(Outline records)
● ● ● ● ● ● ●
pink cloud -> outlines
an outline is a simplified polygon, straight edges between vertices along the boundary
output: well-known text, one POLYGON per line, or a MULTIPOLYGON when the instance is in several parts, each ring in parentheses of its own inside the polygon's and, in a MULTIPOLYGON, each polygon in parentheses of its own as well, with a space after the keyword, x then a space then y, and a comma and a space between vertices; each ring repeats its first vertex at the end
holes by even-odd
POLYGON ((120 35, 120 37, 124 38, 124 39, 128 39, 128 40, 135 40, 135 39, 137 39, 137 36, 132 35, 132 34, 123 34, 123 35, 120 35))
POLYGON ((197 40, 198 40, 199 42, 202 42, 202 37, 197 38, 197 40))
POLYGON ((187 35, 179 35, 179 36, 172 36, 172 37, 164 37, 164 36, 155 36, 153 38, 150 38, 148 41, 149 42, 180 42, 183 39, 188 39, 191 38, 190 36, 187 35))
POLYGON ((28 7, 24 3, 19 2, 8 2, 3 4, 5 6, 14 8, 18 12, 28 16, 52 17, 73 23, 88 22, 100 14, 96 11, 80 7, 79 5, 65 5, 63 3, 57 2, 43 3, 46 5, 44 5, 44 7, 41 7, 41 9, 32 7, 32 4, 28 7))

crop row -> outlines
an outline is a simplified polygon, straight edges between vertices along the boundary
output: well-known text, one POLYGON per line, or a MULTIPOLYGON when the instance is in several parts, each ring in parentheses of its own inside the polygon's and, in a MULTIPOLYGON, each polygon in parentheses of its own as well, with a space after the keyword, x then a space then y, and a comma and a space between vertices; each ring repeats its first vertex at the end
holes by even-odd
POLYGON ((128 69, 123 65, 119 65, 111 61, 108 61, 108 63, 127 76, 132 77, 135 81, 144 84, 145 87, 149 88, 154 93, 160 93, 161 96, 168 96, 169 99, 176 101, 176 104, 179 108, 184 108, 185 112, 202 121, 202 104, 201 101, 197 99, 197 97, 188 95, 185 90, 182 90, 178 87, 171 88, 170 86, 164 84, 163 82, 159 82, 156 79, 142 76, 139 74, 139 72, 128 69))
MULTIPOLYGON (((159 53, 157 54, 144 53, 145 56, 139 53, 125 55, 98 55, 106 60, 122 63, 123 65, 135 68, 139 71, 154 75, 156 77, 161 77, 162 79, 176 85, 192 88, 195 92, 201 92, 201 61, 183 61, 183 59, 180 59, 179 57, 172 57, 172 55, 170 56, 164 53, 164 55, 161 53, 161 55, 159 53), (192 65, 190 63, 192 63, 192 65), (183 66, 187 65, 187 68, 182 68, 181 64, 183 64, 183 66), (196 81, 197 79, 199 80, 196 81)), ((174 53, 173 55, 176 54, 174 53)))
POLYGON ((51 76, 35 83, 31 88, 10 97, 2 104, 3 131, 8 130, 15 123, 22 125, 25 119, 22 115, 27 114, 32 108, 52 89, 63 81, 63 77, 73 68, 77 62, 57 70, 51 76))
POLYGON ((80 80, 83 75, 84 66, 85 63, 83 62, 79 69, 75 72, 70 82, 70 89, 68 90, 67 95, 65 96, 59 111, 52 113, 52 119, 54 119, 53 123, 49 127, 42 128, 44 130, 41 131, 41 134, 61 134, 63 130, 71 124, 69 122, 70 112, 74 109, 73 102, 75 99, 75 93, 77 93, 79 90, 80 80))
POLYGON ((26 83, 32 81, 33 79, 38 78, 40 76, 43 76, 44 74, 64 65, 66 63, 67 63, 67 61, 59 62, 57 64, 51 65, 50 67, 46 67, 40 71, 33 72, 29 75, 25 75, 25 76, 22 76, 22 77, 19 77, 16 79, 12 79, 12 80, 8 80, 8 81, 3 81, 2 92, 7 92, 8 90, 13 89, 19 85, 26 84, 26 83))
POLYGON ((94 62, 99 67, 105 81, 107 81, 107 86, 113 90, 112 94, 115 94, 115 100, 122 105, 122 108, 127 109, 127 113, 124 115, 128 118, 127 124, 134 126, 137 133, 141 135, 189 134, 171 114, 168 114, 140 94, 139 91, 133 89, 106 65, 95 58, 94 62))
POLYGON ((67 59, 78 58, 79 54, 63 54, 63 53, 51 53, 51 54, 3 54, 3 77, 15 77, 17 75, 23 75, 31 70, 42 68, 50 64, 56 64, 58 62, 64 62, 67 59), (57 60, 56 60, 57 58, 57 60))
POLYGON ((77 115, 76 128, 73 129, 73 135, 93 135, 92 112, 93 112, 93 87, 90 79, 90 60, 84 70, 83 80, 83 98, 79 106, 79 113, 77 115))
● ● ● ● ● ● ●
## Given instruction
Reproduce the records from their start through the line containing "POLYGON ((28 7, 24", replacing "simplified" with "generalized" and leaving everything else unchanged.

## Solution
pink cloud -> outlines
an outline is a generalized polygon, straight edges between vertices along the boundary
output: well-known text, one POLYGON per line, or a MULTIPOLYGON when the instance is in several parts, each ring in parentheses of its own inside the polygon's and, in a MULTIPOLYGON, each polygon in parentheses of its own as well, with a space after the keyword, x then a space then y, and a comma and a space between vertices; each ring repeats its first vertex at the end
holes by even-odd
POLYGON ((120 35, 120 37, 124 38, 124 39, 128 39, 128 40, 135 40, 135 39, 137 39, 137 36, 132 35, 132 34, 123 34, 123 35, 120 35))
POLYGON ((197 40, 198 40, 199 42, 202 42, 202 37, 197 38, 197 40))
POLYGON ((187 35, 179 35, 179 36, 172 36, 172 37, 164 37, 164 36, 155 36, 153 38, 150 38, 148 41, 149 42, 180 42, 183 39, 188 39, 191 38, 190 36, 187 35))
POLYGON ((28 7, 24 3, 19 2, 8 2, 3 4, 5 6, 14 8, 18 12, 28 16, 52 17, 73 23, 88 22, 100 14, 96 11, 80 7, 79 5, 65 5, 63 3, 57 2, 43 3, 46 5, 44 5, 44 7, 41 7, 41 9, 32 7, 32 4, 28 7))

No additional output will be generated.